[Text segment]
------------
3sat () is a free-to-air German-language public service television channel. It is a generalist channel with a cultural focus and is jointly operated by public broadcasters from Germany (ZDF, ARD), Austria (ORF) and Switzerland (SRG SSR). The coordinating broadcaster is ZDF, at whose Mainz facility the broadcasting centre with studios for in-house productions is located.

History
3sat was established to broadcast cultural programmes, originally by satellite. The network was founded as a cooperative network by Germany's ZDF, Austria's ORF and Switzerland's SRG SSR (formerly SRG SSR idée suisse). 3sat began broadcasting on 1 December 1984. ZDF leads the cooperative, though decisions are reached through consensus of the cooperative's partners.

In 1990, DFF, television broadcaster of the German Democratic Republic became a cooperative member of 3sat, and a name change to 4sat was considered. Eventually it was decided to keep the original 3sat name. DFF's membership of 3sat was dissolved on 31 December 1991, as DFF itself ceased to exist, in accordance with Germany's Unification Treaty.
------------
[Stated exercise A] Update the outline records in the stretch from their start through the line containing "152L344 146L338 141L337", replacing "boat gunwale" with "boat hull" and leaving everything else unchanged.

[Outline records]
------------
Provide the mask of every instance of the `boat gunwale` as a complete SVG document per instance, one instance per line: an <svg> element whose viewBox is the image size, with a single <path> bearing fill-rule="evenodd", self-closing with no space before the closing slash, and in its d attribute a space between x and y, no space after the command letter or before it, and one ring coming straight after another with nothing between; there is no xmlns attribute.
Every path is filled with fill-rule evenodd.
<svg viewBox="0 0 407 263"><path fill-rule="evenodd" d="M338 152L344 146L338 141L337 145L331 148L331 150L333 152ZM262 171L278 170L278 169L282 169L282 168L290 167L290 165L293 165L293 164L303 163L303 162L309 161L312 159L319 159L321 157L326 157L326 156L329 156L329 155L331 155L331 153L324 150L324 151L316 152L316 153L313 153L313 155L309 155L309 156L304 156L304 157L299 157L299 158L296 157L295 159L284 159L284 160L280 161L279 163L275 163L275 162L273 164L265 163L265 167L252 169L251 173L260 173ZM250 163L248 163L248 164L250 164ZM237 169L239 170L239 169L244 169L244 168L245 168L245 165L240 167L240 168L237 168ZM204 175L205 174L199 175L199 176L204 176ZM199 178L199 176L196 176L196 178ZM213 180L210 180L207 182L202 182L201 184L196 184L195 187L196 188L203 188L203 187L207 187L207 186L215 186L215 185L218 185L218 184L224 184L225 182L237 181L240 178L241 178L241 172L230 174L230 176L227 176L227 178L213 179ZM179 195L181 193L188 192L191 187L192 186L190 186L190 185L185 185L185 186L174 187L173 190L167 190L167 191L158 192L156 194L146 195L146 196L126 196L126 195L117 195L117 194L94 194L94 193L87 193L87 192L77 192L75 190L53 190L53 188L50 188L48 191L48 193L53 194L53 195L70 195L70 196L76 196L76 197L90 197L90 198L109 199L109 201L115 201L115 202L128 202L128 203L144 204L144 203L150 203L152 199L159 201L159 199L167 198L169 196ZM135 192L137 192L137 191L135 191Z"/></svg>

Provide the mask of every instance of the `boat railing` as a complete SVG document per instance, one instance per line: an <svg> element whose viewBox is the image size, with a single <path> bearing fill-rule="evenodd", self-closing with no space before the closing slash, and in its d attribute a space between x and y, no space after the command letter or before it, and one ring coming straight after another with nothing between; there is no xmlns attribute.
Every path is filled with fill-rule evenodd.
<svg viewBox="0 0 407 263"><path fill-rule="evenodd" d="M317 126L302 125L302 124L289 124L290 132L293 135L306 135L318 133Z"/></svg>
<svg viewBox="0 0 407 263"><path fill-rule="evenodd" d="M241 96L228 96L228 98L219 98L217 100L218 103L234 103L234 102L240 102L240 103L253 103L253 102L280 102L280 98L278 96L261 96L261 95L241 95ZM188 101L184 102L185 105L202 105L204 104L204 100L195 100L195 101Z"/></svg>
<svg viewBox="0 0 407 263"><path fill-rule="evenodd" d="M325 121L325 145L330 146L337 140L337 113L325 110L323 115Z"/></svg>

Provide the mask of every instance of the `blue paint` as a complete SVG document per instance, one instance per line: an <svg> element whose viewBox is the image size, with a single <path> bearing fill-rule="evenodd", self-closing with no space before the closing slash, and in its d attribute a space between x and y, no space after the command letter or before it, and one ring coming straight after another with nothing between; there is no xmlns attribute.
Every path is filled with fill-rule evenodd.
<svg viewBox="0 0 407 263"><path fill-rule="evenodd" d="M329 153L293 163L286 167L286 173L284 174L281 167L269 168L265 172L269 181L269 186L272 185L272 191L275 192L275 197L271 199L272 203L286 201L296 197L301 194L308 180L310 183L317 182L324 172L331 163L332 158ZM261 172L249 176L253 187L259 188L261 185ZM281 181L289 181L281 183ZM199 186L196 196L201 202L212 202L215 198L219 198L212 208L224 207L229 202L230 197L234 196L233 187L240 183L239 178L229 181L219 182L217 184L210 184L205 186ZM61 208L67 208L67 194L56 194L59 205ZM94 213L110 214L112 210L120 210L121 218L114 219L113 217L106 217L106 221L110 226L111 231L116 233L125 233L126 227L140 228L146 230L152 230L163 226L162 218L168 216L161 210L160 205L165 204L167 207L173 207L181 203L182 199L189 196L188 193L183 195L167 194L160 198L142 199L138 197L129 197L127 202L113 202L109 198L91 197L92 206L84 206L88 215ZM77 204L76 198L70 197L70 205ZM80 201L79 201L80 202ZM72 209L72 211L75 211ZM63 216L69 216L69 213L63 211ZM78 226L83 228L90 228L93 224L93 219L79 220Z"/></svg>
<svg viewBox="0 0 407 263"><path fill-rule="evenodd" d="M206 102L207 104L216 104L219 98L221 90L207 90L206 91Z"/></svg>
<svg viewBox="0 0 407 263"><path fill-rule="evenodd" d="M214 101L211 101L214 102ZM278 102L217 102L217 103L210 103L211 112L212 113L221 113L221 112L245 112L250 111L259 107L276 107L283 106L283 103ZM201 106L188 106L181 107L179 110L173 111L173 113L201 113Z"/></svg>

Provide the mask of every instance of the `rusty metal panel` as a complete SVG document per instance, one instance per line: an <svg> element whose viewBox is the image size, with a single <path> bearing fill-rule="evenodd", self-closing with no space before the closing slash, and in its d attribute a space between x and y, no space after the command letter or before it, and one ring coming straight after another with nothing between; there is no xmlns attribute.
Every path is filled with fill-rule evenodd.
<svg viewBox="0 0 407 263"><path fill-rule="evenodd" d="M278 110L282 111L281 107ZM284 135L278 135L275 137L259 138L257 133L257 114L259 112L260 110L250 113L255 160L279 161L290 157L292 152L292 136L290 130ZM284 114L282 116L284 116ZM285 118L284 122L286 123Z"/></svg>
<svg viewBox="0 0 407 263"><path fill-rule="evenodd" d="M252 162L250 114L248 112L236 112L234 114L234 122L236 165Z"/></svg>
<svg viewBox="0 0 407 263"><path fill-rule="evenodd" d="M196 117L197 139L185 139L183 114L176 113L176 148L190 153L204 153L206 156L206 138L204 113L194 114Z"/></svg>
------------
[Stated exercise B] List every broadcaster named in the 3sat text.

[Worked answer A]
Provide the mask of every instance of the `boat hull` as a complete SVG document per instance, one instance per line: an <svg> element whose viewBox is the image size, with a single <path> bearing fill-rule="evenodd", self-closing with no space before the closing slash, and in its d attribute a space between x and y, no space after the command letter or before it, and one ring coming straight after another with nothing between; there is no xmlns attribute.
Every path is filled with fill-rule evenodd.
<svg viewBox="0 0 407 263"><path fill-rule="evenodd" d="M338 152L344 146L338 141L337 145L331 148L331 150L333 152ZM262 171L278 170L278 169L282 169L282 168L290 167L290 165L293 165L293 164L303 163L303 162L309 161L312 159L319 159L321 157L326 157L326 156L329 156L329 155L331 155L331 153L324 150L324 151L316 152L316 153L313 153L313 155L309 155L309 156L304 156L304 157L299 157L299 158L296 157L295 159L284 159L284 160L280 161L279 163L275 163L275 162L273 164L265 163L265 167L252 169L251 173L260 173ZM250 163L248 163L248 164L250 164ZM237 169L239 170L239 169L244 169L244 168L245 168L245 165L240 167L240 168L237 168ZM204 175L205 174L199 175L199 176L204 176ZM199 178L199 176L196 176L196 178ZM213 180L210 180L207 182L202 182L201 184L196 184L195 187L196 188L203 188L203 187L207 187L207 186L215 186L215 185L218 185L218 184L224 184L225 182L237 181L240 178L241 178L241 172L230 174L230 176L227 176L227 178L213 179ZM179 195L181 193L188 192L191 187L192 186L190 186L190 185L185 185L185 186L174 187L173 190L167 190L167 191L158 192L156 194L146 195L146 196L126 196L126 195L117 195L117 194L94 194L94 193L87 193L87 192L77 192L75 190L53 190L53 188L50 188L48 191L48 193L53 194L53 195L70 195L70 196L76 196L76 197L90 197L90 198L109 199L109 201L115 201L115 202L128 202L128 203L144 204L144 203L150 203L152 199L159 201L159 199L167 198L169 196ZM135 192L137 192L137 191L135 191Z"/></svg>

[Worked answer B]
- ZDF
- ARD
- ORF
- SRG SSR (formerly SRG SSR idée suisse)
- DFF